* DIRECTIVE:
Pull out every line of the entries below that contains the word "patch", copying each line unchanged.

* INPUT RECORDS:
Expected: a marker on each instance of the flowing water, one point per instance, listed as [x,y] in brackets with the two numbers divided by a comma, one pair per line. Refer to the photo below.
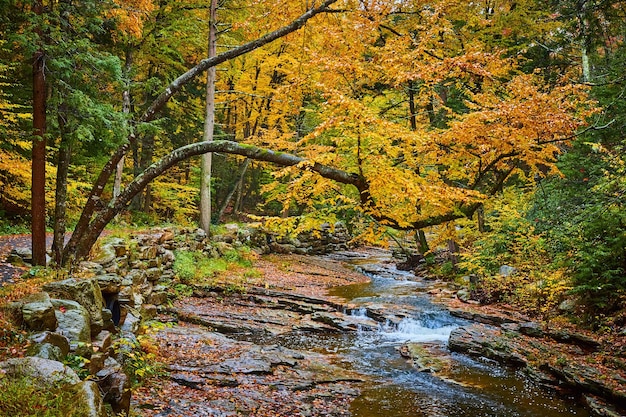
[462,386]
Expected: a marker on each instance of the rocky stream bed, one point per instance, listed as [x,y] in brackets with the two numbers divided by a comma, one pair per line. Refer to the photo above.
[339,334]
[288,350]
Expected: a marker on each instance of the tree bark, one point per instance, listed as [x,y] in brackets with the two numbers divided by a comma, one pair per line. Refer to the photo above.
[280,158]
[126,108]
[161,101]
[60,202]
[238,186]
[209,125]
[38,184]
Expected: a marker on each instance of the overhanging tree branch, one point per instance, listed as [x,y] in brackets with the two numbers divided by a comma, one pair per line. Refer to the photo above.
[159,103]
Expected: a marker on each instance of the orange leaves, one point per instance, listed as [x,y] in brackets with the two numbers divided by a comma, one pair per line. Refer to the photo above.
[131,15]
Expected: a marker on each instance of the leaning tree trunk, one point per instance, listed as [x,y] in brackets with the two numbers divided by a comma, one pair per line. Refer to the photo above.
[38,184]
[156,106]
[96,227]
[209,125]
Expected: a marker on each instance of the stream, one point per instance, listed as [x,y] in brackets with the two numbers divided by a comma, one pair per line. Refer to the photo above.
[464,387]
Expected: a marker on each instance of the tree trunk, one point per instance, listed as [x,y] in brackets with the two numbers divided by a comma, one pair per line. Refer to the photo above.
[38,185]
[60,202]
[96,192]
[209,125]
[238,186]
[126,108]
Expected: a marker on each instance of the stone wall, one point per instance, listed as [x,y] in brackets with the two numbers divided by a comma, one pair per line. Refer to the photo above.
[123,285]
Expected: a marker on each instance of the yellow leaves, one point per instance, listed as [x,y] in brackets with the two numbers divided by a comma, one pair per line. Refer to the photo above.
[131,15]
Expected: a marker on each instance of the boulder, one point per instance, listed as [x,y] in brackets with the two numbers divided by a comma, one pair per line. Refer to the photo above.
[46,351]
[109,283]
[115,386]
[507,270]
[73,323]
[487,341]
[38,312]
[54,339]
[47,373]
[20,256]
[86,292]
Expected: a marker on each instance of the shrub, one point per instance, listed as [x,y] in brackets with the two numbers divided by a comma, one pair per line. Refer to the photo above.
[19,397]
* * *
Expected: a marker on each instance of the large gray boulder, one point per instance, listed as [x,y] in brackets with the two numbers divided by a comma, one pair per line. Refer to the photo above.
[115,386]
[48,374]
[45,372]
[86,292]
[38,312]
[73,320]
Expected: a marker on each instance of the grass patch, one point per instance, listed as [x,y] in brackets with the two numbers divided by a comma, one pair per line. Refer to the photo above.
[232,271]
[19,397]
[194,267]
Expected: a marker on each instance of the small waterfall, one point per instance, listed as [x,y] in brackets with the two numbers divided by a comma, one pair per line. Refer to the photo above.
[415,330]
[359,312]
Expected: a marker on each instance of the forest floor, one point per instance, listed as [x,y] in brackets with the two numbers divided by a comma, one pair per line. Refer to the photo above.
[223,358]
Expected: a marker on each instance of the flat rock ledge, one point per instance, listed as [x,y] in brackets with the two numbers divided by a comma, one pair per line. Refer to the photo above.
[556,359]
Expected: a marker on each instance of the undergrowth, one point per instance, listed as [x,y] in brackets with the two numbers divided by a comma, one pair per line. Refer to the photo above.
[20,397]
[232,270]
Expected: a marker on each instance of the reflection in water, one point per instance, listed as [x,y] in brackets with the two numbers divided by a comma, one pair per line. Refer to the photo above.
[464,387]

* SOLUTION TO THE EXERCISE:
Expected: a marker on each instance of the grass patch, one point per instance, listed as [x,y] in brackets with the two numbers divided by a comma, one pair per line. Refer to the photo above.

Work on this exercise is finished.